### ACTIVITY
Nothing but an exact copy of the data should be given.

########

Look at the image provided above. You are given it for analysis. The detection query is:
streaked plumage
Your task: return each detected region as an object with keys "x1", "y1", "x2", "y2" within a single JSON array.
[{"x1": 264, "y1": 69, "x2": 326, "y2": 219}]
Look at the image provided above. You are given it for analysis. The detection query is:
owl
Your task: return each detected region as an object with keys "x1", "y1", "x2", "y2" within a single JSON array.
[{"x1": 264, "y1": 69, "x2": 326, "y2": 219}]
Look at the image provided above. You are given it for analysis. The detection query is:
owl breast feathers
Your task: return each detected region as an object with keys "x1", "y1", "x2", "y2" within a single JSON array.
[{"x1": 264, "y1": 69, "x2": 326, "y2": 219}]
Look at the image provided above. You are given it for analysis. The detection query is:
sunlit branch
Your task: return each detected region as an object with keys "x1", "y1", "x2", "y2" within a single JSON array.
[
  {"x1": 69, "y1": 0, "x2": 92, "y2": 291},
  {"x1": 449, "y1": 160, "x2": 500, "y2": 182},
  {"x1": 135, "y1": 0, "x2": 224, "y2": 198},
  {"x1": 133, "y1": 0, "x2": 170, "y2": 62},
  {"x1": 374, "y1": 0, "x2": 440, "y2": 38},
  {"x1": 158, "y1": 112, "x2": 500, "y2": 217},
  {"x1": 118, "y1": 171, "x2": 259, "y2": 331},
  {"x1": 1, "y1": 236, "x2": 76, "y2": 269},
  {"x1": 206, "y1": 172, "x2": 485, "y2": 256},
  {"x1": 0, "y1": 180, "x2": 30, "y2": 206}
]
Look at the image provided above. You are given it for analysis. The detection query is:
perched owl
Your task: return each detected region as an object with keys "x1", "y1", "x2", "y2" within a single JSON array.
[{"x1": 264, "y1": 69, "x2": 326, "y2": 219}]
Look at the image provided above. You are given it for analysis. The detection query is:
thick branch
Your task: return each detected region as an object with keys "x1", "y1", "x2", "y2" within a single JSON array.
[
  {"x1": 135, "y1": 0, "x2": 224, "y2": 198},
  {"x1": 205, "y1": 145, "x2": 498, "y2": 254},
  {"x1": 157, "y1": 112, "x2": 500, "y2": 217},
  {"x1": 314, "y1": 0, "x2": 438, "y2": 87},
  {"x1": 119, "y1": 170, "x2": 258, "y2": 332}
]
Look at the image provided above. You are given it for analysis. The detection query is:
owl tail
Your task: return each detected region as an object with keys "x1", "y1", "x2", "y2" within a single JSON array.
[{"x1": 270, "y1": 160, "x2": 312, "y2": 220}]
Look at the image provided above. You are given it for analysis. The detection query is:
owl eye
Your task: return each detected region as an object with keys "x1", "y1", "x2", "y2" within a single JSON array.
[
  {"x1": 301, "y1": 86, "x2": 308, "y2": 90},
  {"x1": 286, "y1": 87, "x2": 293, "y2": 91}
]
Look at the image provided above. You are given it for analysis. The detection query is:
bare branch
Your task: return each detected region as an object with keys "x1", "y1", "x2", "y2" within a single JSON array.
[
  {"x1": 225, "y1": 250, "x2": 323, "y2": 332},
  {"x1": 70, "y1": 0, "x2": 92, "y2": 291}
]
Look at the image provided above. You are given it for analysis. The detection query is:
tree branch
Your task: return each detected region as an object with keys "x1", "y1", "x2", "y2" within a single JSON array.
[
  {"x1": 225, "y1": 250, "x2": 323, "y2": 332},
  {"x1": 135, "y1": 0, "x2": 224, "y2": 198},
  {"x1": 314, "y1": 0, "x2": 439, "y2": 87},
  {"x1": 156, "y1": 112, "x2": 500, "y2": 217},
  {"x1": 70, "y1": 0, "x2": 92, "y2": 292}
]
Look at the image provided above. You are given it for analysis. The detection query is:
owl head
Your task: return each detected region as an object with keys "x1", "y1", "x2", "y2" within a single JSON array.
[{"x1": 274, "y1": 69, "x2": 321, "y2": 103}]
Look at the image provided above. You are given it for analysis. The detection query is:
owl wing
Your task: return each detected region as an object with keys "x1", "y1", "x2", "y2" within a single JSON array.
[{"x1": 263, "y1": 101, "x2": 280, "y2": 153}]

########

### ANSWER SPACE
Look at the image provided above. You are given it for analysis. The detection query is:
streaked plumage
Your task: return each detected region as an object with keys "x1", "y1", "x2", "y2" within a single JSON array.
[{"x1": 264, "y1": 69, "x2": 326, "y2": 219}]
Look at the image provided above. You are given it for analysis. The detection query is:
owl
Your task: return each detected region as an object with keys "x1", "y1", "x2", "y2" within a single JSON array.
[{"x1": 264, "y1": 69, "x2": 326, "y2": 219}]
Look at the image provided above. You are given it for analysis. The detection query is:
owl breast feathers
Your task: return each detected region as an object with keys "x1", "y1", "x2", "y2" within a single JSON array.
[{"x1": 264, "y1": 69, "x2": 326, "y2": 219}]
Look at the image provided above. You are given it for analysis. The detection query is:
sunlit branch
Your task: return each detected region as an object with keys "x1", "y1", "x2", "y2" within a single JSON array.
[
  {"x1": 69, "y1": 0, "x2": 92, "y2": 291},
  {"x1": 449, "y1": 160, "x2": 500, "y2": 182},
  {"x1": 135, "y1": 0, "x2": 224, "y2": 198},
  {"x1": 133, "y1": 0, "x2": 170, "y2": 62},
  {"x1": 374, "y1": 0, "x2": 440, "y2": 38},
  {"x1": 158, "y1": 112, "x2": 500, "y2": 217},
  {"x1": 118, "y1": 171, "x2": 259, "y2": 331},
  {"x1": 1, "y1": 236, "x2": 76, "y2": 269},
  {"x1": 206, "y1": 172, "x2": 485, "y2": 256},
  {"x1": 0, "y1": 180, "x2": 30, "y2": 206}
]
Look at the image provided above. You are given it for analysis. The detection query is:
perched owl
Your task: return each detected region as an object with keys "x1", "y1", "x2", "y2" within a single JSON array.
[{"x1": 264, "y1": 69, "x2": 326, "y2": 219}]
Look at the image provided above. You are given it for analysis. The detection query is:
thick branch
Your task: return each detected region as an object with keys "x1", "y1", "x2", "y2" within a single JSON array.
[
  {"x1": 135, "y1": 0, "x2": 224, "y2": 198},
  {"x1": 205, "y1": 145, "x2": 498, "y2": 254},
  {"x1": 157, "y1": 112, "x2": 500, "y2": 217},
  {"x1": 314, "y1": 0, "x2": 438, "y2": 87},
  {"x1": 119, "y1": 170, "x2": 258, "y2": 332}
]
Look at the image provided above. You are given it for analysis. The detection query is:
owl tail
Your task: return each detected region as an object with keys "x1", "y1", "x2", "y2" within a single JSON array.
[{"x1": 270, "y1": 160, "x2": 312, "y2": 220}]
Look at the image provided above. You are given it for analysis. The detection query is:
owl eye
Your task: return each detected region as an object with keys "x1", "y1", "x2", "y2" within a single JSON array.
[
  {"x1": 301, "y1": 86, "x2": 308, "y2": 90},
  {"x1": 286, "y1": 87, "x2": 293, "y2": 91}
]
Look at the image provided above. You are given it for analysis. The detection query is:
bare branch
Your task: return each detected region as an object with keys "x1", "y1", "x2", "y2" within a single JSON array.
[
  {"x1": 225, "y1": 250, "x2": 323, "y2": 332},
  {"x1": 70, "y1": 0, "x2": 92, "y2": 291}
]
Look at the image provided above. You are given it for analysis. The detection query is:
tree branch
Your task: return each detected region as an object with keys "x1", "y1", "x2", "y2" within a single JSON array.
[
  {"x1": 225, "y1": 250, "x2": 323, "y2": 332},
  {"x1": 135, "y1": 0, "x2": 224, "y2": 198},
  {"x1": 314, "y1": 0, "x2": 439, "y2": 87},
  {"x1": 156, "y1": 112, "x2": 500, "y2": 217},
  {"x1": 70, "y1": 0, "x2": 92, "y2": 292}
]
Look at the image provided above. You are given it for analysis. The detection query is:
owl head
Your task: return each detected region as an object with keys "x1", "y1", "x2", "y2" within a single JSON array.
[{"x1": 274, "y1": 69, "x2": 321, "y2": 103}]
Look at the image provided above. You are given it for analysis. The detection query is:
owl wing
Your task: return each detected region as an object with keys "x1", "y1", "x2", "y2" within a single JSON array.
[{"x1": 263, "y1": 101, "x2": 280, "y2": 153}]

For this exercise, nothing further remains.